Reproduce every entry below precisely. Pictures are excluded from the copy.

*** Source data

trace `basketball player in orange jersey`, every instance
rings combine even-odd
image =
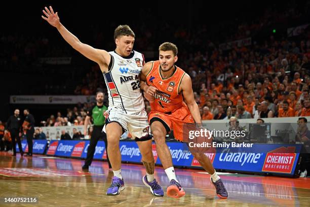
[[[183,124],[202,123],[190,78],[174,64],[178,60],[177,52],[175,45],[163,43],[159,47],[159,60],[146,63],[140,77],[140,80],[146,83],[141,84],[141,89],[150,101],[151,112],[148,119],[156,149],[170,181],[167,194],[173,198],[183,196],[185,192],[176,178],[171,154],[165,142],[166,135],[173,129],[175,139],[182,142]],[[217,196],[227,198],[228,193],[210,159],[204,153],[193,152],[189,148],[201,166],[211,175]]]

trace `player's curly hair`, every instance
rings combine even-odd
[[[174,56],[178,54],[178,48],[173,43],[166,42],[161,44],[159,47],[159,51],[172,51]]]

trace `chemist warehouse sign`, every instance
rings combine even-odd
[[[104,144],[101,142],[98,142],[95,150],[94,158],[98,159],[106,157]],[[174,165],[202,168],[183,144],[167,142],[167,144]],[[48,151],[47,154],[85,158],[89,146],[88,141],[52,141],[52,149]],[[153,147],[156,163],[161,164],[159,157],[154,153],[155,146]],[[123,161],[142,163],[142,156],[135,142],[121,141],[120,148]],[[251,148],[218,148],[216,153],[207,153],[206,155],[210,158],[214,167],[218,169],[293,175],[301,149],[301,145],[256,144]]]

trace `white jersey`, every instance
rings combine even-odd
[[[144,110],[139,78],[143,55],[134,50],[126,57],[115,51],[109,53],[111,55],[109,72],[103,74],[108,88],[109,108],[116,108],[128,114],[140,112]]]

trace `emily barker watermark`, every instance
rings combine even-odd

******

Exercise solution —
trace `basketball player in orange jersey`, every instance
rings combine even-odd
image =
[[[183,124],[202,123],[190,78],[174,64],[178,60],[177,52],[175,45],[163,43],[159,47],[159,60],[146,63],[140,77],[140,80],[146,83],[141,84],[141,89],[150,101],[151,112],[148,119],[156,149],[170,181],[167,194],[173,198],[183,196],[185,192],[176,178],[171,154],[165,142],[166,135],[173,129],[175,139],[182,142]],[[217,196],[227,198],[228,193],[210,159],[204,153],[193,152],[189,148],[201,166],[211,175]]]

trace `player's curly hair`, every instance
rings combine even-odd
[[[174,56],[178,54],[178,48],[173,43],[166,42],[161,44],[159,47],[159,51],[172,51]]]

trace `chemist warehouse sign`, every instance
rings combine even-odd
[[[104,144],[101,142],[98,142],[95,150],[94,158],[98,159],[106,157]],[[174,165],[202,168],[183,144],[167,142],[167,144]],[[48,151],[47,154],[85,158],[89,146],[88,141],[52,141],[52,149]],[[153,147],[156,163],[161,164],[159,157],[154,153],[155,146]],[[123,161],[142,163],[142,156],[135,142],[121,141],[120,148]],[[251,148],[218,148],[216,153],[207,153],[206,155],[210,158],[214,167],[218,169],[293,175],[301,149],[301,145],[256,144]]]

trace `white jersey`, every instance
rings combine even-odd
[[[144,110],[139,78],[143,55],[134,50],[126,57],[115,51],[109,53],[111,55],[109,72],[103,74],[108,88],[109,108],[116,108],[128,114],[140,112]]]

trace `emily barker watermark`, every instance
rings combine even-odd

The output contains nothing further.